Minyanville: But there’s a relatively fixed stock of acreage.
Andreach: Right, so you need to increase the yield on each acre. Monsanto provides the tools necessary to improve yields.
Minyanville: The stock is down about 15% over the last six months.
Andreach: The stock price hasn’t been performing that great recently. Over the next year or so, bottom-line growth will be challenged. They have a Roundup business that has suffered from an influx of Chinese generic product, so they had to lower prices. But that will work itself out over the next year or so. Then the market will once again focus on the underlying growth in the drivers of the company’s profile going forward.
Minyanville: Turning to consumer staples, what’s to like about General Mills and Kellogg (K)?
Andreach: We bought these back in April. We are biased toward companies that have stable demand for their products. Both of these companies do. They sell at reasonable valuations, and they have very strong cost controls.
Also, if you believe in a return to some level of inflation, then you should focus on companies that show an ability to offset that inflation.
Minyanville: How do you feel about the banks?
Andreach: The truth is, we are still working through the process of getting the banks healthy. We are seeing elevated loan delinquencies. The yield curve is very steep right now. It’s tough to see how it will get much better for plain vanilla banks than it is now. And, of course, there is the commercial real-estate shoe that some feel has yet to fall. Banks are one area that we have a hard time getting comfortable with.
Minyanville: Thanks for your time, Christian.
━━━━━━━━
Written request 1 →
Please answer these questions from the interview excerpt, one line each:
(a) By about what percentage is the stock down over the last six months?
(b) In what month were General Mills and Kellogg bought?
(c) How does Andreach describe the yield curve right now?
The interview excerpt and these rows come from separate sources.

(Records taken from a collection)
━━━━━━━━
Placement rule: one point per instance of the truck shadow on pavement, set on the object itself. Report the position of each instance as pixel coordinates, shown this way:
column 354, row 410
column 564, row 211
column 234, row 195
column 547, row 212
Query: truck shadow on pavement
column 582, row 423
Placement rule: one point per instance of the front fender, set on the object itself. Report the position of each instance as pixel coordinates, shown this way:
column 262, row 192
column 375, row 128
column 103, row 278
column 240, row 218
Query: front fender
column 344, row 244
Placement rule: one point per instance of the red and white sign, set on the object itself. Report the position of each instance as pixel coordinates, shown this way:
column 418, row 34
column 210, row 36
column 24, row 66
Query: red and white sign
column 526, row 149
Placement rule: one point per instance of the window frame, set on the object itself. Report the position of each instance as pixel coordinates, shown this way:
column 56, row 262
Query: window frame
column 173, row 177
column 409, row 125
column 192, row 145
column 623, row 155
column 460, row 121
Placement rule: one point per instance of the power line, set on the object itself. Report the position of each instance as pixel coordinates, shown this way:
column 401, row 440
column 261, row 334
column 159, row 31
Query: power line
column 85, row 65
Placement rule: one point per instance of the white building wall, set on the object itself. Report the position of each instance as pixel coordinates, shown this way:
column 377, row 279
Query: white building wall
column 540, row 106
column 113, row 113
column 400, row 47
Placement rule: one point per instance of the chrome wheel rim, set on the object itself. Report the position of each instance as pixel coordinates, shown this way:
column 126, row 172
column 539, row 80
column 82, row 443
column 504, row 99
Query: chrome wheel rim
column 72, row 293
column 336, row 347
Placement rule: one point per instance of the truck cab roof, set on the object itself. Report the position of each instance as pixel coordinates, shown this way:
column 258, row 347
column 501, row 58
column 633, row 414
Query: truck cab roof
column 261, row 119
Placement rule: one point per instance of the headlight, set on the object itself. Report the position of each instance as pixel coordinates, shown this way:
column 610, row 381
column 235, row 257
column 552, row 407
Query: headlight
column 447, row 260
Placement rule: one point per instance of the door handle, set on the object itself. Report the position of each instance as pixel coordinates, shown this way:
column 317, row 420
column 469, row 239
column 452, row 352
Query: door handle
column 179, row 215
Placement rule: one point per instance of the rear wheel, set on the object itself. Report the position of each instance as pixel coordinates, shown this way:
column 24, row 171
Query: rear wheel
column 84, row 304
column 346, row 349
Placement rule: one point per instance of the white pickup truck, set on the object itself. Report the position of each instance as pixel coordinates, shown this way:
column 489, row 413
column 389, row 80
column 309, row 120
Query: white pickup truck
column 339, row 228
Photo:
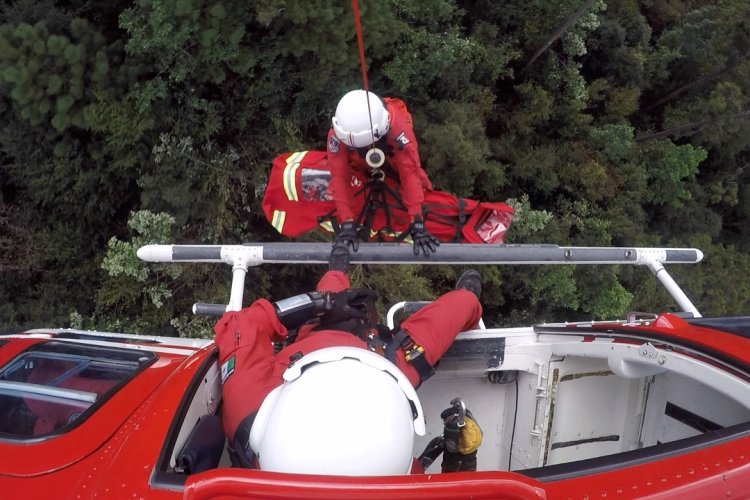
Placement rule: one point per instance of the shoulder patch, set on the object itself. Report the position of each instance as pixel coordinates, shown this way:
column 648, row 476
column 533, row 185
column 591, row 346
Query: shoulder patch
column 402, row 140
column 333, row 144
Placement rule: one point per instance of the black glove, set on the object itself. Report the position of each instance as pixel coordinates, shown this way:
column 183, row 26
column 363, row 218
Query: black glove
column 352, row 303
column 348, row 235
column 422, row 239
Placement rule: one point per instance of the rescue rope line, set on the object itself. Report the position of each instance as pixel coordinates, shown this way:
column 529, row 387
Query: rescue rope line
column 363, row 64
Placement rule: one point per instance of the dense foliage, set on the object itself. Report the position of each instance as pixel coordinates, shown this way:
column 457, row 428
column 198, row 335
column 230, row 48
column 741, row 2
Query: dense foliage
column 606, row 122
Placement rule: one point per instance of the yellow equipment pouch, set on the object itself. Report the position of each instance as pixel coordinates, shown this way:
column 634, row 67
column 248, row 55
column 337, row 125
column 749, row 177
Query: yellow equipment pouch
column 470, row 437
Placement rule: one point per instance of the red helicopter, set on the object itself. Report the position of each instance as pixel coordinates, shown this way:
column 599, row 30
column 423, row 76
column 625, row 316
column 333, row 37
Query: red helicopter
column 650, row 406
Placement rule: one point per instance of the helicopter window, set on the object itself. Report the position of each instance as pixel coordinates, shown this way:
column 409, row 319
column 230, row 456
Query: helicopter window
column 52, row 387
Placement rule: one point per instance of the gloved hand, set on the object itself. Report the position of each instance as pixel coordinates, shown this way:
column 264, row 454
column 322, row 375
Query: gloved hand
column 352, row 303
column 348, row 235
column 422, row 239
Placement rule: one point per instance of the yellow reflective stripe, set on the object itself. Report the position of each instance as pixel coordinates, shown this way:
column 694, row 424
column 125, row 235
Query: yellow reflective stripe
column 290, row 175
column 374, row 234
column 277, row 221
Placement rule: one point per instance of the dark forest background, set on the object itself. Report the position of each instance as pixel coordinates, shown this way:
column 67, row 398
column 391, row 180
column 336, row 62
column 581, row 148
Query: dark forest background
column 618, row 122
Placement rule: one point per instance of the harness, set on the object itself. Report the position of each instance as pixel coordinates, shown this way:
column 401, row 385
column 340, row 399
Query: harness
column 381, row 340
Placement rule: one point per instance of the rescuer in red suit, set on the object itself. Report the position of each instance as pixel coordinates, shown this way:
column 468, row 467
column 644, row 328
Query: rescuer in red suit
column 382, row 127
column 250, row 369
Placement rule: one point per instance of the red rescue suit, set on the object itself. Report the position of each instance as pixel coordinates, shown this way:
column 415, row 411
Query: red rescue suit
column 250, row 369
column 402, row 154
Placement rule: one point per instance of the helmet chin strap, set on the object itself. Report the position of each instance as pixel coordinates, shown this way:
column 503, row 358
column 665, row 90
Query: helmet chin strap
column 375, row 156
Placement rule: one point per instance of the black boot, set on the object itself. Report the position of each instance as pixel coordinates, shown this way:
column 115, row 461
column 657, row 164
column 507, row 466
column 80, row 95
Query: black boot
column 470, row 280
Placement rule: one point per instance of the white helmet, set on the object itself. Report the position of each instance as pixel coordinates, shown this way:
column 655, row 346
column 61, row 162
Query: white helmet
column 352, row 122
column 353, row 413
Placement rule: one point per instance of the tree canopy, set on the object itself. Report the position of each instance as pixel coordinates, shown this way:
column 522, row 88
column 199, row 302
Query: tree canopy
column 604, row 122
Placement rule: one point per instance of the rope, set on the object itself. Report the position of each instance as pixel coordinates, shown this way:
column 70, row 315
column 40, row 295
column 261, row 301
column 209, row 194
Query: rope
column 363, row 64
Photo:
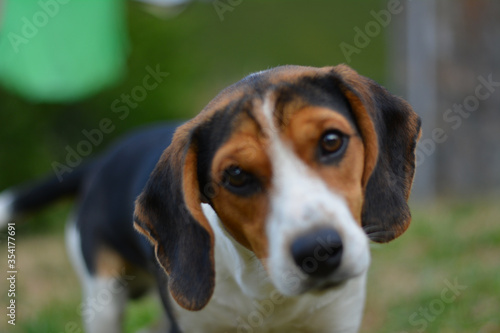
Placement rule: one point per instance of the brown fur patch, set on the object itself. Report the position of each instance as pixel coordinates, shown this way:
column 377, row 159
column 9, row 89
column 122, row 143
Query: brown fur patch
column 304, row 132
column 244, row 217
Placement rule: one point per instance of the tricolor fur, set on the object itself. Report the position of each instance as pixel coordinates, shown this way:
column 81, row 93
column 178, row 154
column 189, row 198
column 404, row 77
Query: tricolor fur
column 263, row 203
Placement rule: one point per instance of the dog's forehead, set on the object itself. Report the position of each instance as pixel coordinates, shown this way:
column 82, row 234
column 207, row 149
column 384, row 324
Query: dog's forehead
column 287, row 88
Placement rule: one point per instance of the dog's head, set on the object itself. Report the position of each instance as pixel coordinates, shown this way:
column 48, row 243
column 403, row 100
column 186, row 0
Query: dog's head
column 300, row 164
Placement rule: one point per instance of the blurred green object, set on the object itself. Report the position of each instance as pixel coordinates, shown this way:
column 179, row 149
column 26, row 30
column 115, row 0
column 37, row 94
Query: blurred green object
column 62, row 50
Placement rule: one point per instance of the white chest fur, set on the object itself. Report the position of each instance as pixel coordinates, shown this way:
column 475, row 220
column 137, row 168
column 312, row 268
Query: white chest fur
column 246, row 301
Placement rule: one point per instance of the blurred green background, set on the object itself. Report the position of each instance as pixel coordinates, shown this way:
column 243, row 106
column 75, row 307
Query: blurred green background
column 203, row 54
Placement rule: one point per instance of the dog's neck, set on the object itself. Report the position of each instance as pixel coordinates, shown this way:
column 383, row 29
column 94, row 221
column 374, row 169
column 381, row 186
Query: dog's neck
column 240, row 264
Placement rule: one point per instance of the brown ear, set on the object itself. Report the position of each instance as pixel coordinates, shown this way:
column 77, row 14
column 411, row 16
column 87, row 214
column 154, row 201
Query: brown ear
column 169, row 214
column 390, row 130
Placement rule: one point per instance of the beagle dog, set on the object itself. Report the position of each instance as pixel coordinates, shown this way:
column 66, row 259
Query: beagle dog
column 254, row 216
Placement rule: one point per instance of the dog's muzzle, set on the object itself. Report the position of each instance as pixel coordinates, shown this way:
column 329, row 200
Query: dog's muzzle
column 318, row 253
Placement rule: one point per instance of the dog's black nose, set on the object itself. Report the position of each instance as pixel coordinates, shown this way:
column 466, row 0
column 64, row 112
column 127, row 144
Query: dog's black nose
column 318, row 253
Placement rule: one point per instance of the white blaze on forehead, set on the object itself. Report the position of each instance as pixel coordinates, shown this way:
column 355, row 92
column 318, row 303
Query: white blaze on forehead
column 301, row 202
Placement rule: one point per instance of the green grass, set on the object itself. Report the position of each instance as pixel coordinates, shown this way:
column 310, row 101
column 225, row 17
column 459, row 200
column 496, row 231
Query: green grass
column 447, row 243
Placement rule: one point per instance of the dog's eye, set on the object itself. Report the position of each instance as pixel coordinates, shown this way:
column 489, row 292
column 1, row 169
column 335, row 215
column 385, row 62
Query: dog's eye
column 239, row 181
column 331, row 145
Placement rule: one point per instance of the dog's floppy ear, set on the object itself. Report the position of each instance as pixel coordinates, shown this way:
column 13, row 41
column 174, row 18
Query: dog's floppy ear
column 390, row 131
column 169, row 213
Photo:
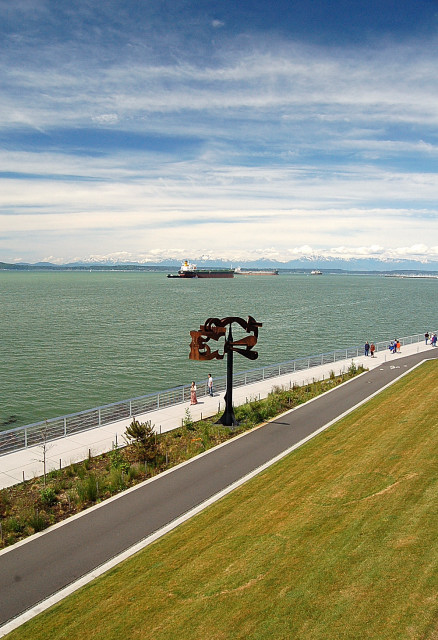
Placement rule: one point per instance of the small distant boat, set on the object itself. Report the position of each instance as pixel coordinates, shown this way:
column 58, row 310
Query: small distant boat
column 241, row 272
column 190, row 270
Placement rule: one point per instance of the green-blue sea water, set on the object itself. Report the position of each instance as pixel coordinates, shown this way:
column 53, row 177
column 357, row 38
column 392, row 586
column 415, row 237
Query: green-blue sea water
column 75, row 340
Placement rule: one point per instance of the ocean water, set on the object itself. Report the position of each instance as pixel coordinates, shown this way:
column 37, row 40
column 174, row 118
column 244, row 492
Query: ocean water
column 74, row 340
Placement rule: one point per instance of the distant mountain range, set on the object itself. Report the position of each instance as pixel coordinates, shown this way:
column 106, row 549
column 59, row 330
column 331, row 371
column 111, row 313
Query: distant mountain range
column 332, row 265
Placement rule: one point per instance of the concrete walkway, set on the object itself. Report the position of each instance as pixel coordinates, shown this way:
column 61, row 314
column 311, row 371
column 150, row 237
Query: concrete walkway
column 46, row 567
column 27, row 463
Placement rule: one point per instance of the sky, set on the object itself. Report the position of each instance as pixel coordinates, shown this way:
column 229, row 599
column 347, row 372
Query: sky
column 158, row 130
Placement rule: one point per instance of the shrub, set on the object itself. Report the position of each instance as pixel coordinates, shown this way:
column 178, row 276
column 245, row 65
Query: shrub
column 88, row 489
column 117, row 460
column 13, row 525
column 142, row 437
column 38, row 520
column 48, row 496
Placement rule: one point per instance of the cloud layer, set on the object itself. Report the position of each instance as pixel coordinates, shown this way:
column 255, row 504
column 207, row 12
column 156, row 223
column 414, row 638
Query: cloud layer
column 234, row 143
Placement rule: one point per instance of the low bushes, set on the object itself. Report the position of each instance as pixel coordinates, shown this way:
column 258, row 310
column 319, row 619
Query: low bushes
column 32, row 506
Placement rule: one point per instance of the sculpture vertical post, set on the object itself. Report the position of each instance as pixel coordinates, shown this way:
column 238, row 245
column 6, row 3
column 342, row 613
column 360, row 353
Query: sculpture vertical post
column 228, row 418
column 215, row 329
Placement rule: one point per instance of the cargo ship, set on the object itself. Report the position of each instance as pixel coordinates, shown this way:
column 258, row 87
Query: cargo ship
column 242, row 272
column 190, row 270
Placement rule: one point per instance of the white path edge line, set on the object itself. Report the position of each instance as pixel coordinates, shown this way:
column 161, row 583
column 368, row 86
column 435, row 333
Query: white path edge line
column 110, row 564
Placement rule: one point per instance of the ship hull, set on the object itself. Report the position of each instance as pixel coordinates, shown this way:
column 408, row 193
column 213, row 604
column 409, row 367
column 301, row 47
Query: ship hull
column 203, row 274
column 257, row 273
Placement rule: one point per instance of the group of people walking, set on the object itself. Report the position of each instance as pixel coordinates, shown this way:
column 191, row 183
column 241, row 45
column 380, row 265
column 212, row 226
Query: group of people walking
column 394, row 347
column 432, row 337
column 370, row 349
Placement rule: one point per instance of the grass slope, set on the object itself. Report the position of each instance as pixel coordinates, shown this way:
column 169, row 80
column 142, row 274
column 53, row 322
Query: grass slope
column 338, row 540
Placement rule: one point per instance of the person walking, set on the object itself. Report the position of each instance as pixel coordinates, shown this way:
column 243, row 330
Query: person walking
column 193, row 398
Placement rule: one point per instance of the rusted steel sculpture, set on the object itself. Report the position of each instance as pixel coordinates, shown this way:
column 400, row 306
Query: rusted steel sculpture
column 214, row 329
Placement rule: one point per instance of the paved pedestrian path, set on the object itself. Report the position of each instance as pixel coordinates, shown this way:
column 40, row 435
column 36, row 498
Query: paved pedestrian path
column 43, row 569
column 28, row 463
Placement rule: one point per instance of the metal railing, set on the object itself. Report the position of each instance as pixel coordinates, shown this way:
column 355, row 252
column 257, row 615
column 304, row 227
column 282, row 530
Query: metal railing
column 54, row 428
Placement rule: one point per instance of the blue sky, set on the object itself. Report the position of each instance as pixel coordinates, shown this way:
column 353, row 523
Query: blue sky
column 150, row 131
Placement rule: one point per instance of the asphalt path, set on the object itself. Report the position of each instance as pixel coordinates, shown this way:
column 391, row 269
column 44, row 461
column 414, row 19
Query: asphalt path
column 33, row 571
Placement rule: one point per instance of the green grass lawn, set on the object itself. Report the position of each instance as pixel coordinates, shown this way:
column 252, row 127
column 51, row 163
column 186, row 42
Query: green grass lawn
column 338, row 540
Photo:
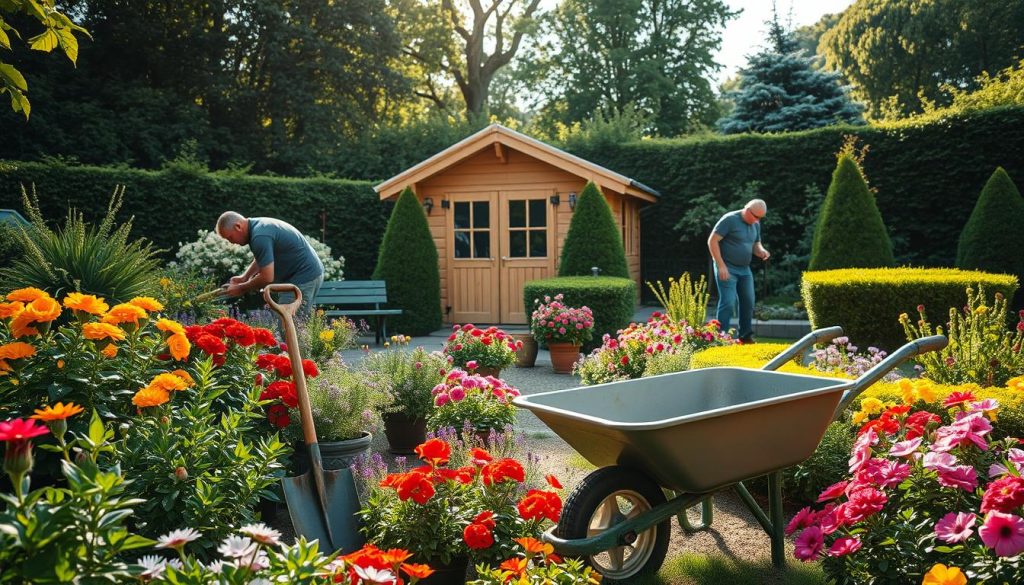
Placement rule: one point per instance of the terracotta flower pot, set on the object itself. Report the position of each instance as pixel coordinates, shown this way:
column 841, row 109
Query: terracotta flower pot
column 563, row 356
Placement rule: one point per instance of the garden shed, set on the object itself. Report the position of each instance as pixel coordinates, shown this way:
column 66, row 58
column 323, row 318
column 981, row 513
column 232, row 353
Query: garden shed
column 499, row 205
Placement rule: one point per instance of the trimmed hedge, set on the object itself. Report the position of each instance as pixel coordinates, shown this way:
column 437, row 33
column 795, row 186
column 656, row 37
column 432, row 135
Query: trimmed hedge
column 867, row 302
column 171, row 204
column 610, row 298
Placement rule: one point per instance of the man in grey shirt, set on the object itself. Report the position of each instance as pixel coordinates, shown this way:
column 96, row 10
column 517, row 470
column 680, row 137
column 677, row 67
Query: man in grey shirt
column 281, row 254
column 735, row 239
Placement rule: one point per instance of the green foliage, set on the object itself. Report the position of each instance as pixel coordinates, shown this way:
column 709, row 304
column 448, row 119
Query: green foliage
column 353, row 217
column 867, row 303
column 610, row 299
column 79, row 257
column 408, row 262
column 593, row 239
column 850, row 233
column 991, row 239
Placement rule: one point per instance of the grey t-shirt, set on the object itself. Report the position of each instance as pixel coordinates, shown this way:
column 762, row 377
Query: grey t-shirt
column 275, row 241
column 738, row 238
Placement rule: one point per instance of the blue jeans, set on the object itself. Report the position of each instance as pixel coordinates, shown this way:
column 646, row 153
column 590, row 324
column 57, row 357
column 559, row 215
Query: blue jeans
column 738, row 287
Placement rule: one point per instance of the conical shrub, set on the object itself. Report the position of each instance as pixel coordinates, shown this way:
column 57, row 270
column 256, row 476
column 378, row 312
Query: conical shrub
column 408, row 261
column 850, row 233
column 991, row 239
column 593, row 239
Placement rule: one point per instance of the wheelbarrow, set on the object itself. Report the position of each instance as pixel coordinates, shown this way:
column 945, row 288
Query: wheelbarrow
column 689, row 433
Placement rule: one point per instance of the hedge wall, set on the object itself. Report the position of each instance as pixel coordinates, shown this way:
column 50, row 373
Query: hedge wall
column 928, row 178
column 169, row 206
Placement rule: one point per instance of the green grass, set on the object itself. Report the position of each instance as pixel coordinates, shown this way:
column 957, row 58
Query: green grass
column 714, row 569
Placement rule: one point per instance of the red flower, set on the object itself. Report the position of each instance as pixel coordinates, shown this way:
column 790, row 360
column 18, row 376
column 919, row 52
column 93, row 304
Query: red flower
column 435, row 452
column 477, row 537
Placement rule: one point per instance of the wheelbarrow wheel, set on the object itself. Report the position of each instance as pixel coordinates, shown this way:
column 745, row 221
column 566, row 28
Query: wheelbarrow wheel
column 605, row 498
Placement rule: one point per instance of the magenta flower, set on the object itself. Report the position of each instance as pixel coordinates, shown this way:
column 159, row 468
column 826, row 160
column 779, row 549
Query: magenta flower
column 809, row 543
column 844, row 545
column 954, row 528
column 1005, row 533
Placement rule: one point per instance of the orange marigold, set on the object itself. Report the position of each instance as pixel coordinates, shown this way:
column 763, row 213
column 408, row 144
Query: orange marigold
column 58, row 411
column 147, row 303
column 124, row 312
column 102, row 331
column 28, row 294
column 150, row 397
column 16, row 350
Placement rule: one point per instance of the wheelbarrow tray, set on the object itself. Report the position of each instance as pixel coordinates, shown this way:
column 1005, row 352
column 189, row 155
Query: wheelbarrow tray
column 695, row 431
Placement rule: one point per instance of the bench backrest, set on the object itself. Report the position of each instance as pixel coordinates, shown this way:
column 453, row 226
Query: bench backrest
column 351, row 292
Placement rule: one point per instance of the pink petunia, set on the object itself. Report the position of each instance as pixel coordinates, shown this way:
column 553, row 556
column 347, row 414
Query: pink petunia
column 954, row 527
column 1001, row 532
━━━━━━━━
Written request 2 → In the rows, take the lines starting at the one that contains "Placement rule: one point per instance of the black boot, set" and ending at the one that contains "column 470, row 280". Write them out again with "black boot" switched to "brown boot" and nothing else changed.

Full solution 1 →
(a) About 15%
(b) April
(c) Very steep

Full solution 2 →
Placement rule: one point per instance of the brown boot, set on the object itself. Report the position of each instance as pixel coordinates, shown this way:
column 115, row 461
column 657, row 164
column 507, row 466
column 80, row 95
Query: brown boot
column 470, row 280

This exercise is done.